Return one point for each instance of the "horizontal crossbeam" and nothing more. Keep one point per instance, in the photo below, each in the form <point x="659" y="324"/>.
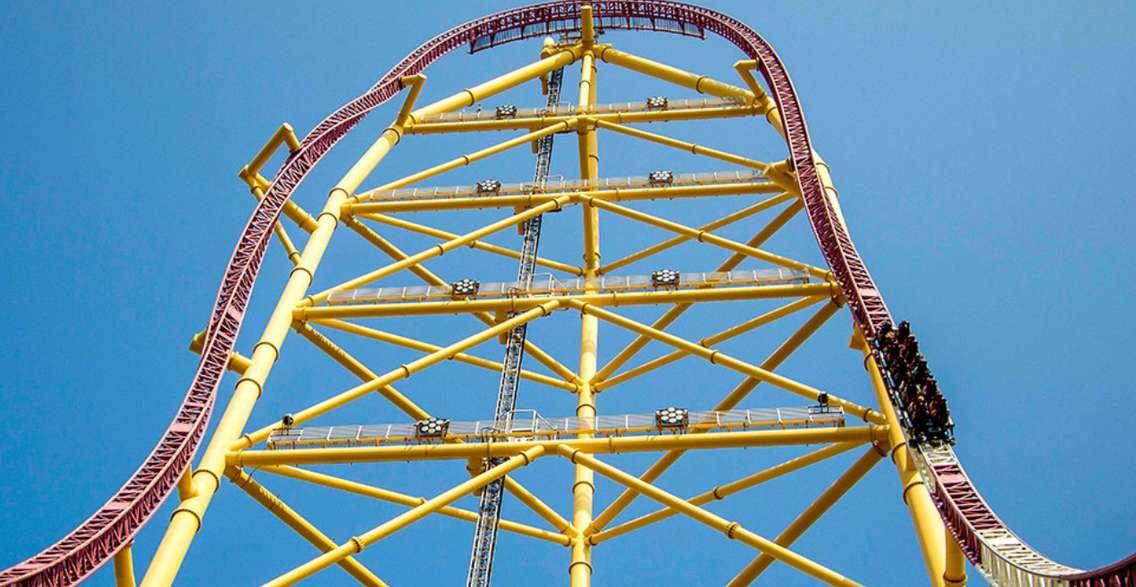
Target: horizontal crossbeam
<point x="658" y="442"/>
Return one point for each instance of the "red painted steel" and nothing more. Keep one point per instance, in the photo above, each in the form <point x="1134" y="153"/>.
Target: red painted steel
<point x="114" y="526"/>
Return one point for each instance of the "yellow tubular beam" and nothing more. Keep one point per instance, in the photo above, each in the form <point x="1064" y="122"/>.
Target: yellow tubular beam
<point x="439" y="249"/>
<point x="810" y="514"/>
<point x="290" y="250"/>
<point x="124" y="567"/>
<point x="402" y="371"/>
<point x="693" y="148"/>
<point x="615" y="299"/>
<point x="476" y="244"/>
<point x="699" y="83"/>
<point x="472" y="95"/>
<point x="360" y="370"/>
<point x="542" y="509"/>
<point x="732" y="530"/>
<point x="301" y="526"/>
<point x="403" y="403"/>
<point x="729" y="402"/>
<point x="928" y="526"/>
<point x="709" y="341"/>
<point x="466" y="159"/>
<point x="618" y="444"/>
<point x="418" y="345"/>
<point x="431" y="278"/>
<point x="955" y="573"/>
<point x="620" y="117"/>
<point x="358" y="543"/>
<point x="390" y="249"/>
<point x="583" y="489"/>
<point x="616" y="194"/>
<point x="731" y="218"/>
<point x="729" y="362"/>
<point x="709" y="237"/>
<point x="284" y="134"/>
<point x="236" y="361"/>
<point x="188" y="516"/>
<point x="744" y="68"/>
<point x="724" y="491"/>
<point x="676" y="311"/>
<point x="305" y="220"/>
<point x="402" y="499"/>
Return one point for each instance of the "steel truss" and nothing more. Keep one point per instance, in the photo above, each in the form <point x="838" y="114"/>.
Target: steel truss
<point x="952" y="522"/>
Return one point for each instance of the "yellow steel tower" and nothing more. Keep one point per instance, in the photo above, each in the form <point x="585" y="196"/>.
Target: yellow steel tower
<point x="895" y="411"/>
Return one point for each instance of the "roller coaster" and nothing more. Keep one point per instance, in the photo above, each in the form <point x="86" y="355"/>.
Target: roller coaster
<point x="911" y="425"/>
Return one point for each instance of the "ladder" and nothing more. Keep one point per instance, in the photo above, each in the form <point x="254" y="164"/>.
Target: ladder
<point x="481" y="559"/>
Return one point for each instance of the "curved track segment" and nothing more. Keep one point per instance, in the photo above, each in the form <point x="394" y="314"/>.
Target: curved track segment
<point x="987" y="542"/>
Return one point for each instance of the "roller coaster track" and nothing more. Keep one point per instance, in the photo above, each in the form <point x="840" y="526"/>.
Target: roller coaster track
<point x="986" y="541"/>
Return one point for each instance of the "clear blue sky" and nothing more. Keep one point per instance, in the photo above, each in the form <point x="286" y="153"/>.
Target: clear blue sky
<point x="983" y="152"/>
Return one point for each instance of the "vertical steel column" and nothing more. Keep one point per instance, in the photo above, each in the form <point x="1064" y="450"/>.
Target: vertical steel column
<point x="489" y="511"/>
<point x="124" y="567"/>
<point x="186" y="518"/>
<point x="206" y="480"/>
<point x="928" y="525"/>
<point x="579" y="569"/>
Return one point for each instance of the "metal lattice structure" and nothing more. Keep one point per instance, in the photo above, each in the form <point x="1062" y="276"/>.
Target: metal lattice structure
<point x="909" y="421"/>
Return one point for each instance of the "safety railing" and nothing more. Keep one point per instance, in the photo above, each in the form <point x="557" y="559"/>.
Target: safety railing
<point x="536" y="426"/>
<point x="546" y="284"/>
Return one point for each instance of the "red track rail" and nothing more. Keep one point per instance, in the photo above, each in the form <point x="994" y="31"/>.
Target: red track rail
<point x="115" y="525"/>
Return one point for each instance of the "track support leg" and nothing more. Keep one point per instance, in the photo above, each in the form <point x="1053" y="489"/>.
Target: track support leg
<point x="929" y="527"/>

───

Aim of the task:
Pictures don't belong in the copy. Restate all the entries exactly.

Exercise result:
Return one point for each instance of the "horizontal crossbeam" and nothing more. Keep one point per instance, in the photo below, each in the form <point x="659" y="324"/>.
Target: horizontal crossbeam
<point x="658" y="442"/>
Return one point for each instance of the "red painted steel" and nothing more. Keep one point per instance, in the photo above, each in the form <point x="1134" y="153"/>.
Target: red painted steel
<point x="114" y="526"/>
Return one point for each instance of the "yellow tubular beam" and nothing more. Keep one point per instance, in the photo above, each in the form <point x="1064" y="122"/>.
Target: yellow tubular beam
<point x="439" y="249"/>
<point x="810" y="514"/>
<point x="290" y="250"/>
<point x="124" y="567"/>
<point x="402" y="371"/>
<point x="693" y="148"/>
<point x="615" y="299"/>
<point x="476" y="244"/>
<point x="699" y="83"/>
<point x="472" y="95"/>
<point x="360" y="370"/>
<point x="542" y="509"/>
<point x="732" y="530"/>
<point x="301" y="526"/>
<point x="403" y="403"/>
<point x="729" y="402"/>
<point x="928" y="526"/>
<point x="709" y="341"/>
<point x="466" y="159"/>
<point x="618" y="444"/>
<point x="418" y="345"/>
<point x="431" y="278"/>
<point x="955" y="573"/>
<point x="620" y="117"/>
<point x="358" y="543"/>
<point x="390" y="249"/>
<point x="583" y="489"/>
<point x="616" y="194"/>
<point x="731" y="218"/>
<point x="729" y="362"/>
<point x="709" y="237"/>
<point x="284" y="134"/>
<point x="236" y="361"/>
<point x="188" y="516"/>
<point x="744" y="68"/>
<point x="724" y="491"/>
<point x="676" y="311"/>
<point x="305" y="220"/>
<point x="402" y="499"/>
Return one point for each instance of the "steel truss" and nothing more. Keep one point per instance, in the photo above, each in the form <point x="838" y="114"/>.
Target: steel truss
<point x="952" y="522"/>
Return one point for each instance of the "yellow steel tower" and nothing more. Keep one point per instance, in the photo above, each in the form <point x="585" y="196"/>.
Target: yellow steel tower
<point x="895" y="411"/>
Return one point for each instance of the "roller coaster" and nothing more. Keep one point per instance, in the photo above, each in the form <point x="86" y="355"/>.
Target: roller coaster
<point x="911" y="425"/>
Return one point for each instance of the "ladder" and nothing more. Keep one point per instance, in the photo above, each in the form <point x="254" y="164"/>.
Target: ladder
<point x="481" y="559"/>
Return one point for each instance of the "curved track segment" and nothing more. Keep one point per instance, in the photo above, each in the form <point x="394" y="314"/>.
Target: curved track segment
<point x="987" y="542"/>
Return one point for each instance of the "roller coaster track" and nothing more. Keep one point per instance, in the photo above, each in the form <point x="840" y="526"/>.
Target: roller coaster track
<point x="986" y="541"/>
Return one point for each instance of the "clear blue sky" and nothing more. Keep one point per instance, in the photo above, each in the form <point x="286" y="153"/>.
Target: clear blue sky
<point x="983" y="152"/>
Return one point for each instance of the "vertical steel column" and nothing more. Keep one point per instance, in the photo above, each in the form <point x="1064" y="450"/>.
Target: vertical steel column
<point x="489" y="511"/>
<point x="124" y="567"/>
<point x="186" y="518"/>
<point x="206" y="480"/>
<point x="928" y="525"/>
<point x="579" y="569"/>
Return one point for each instance of the "metal lattice structure" and nothing more. Keep one point per instance, in the photo above, each in the form <point x="1062" y="276"/>.
Target: metal lattice structure
<point x="909" y="421"/>
Return one point for each instance of the "safety railing" and nothing more. Keep one point per instance, in the photo above, each in the form <point x="557" y="559"/>.
Target: safety railing
<point x="536" y="426"/>
<point x="546" y="284"/>
Return one point for each instance of the "red track rail" and nothing more. Keep one point per instance, in the photo above, each in the form <point x="994" y="31"/>.
Target: red track rail
<point x="115" y="525"/>
Return one point for each instance of the "track support leg" and nothing more. Keep one point per instance, in the photo above, each in the form <point x="1053" y="489"/>.
Target: track support leg
<point x="929" y="527"/>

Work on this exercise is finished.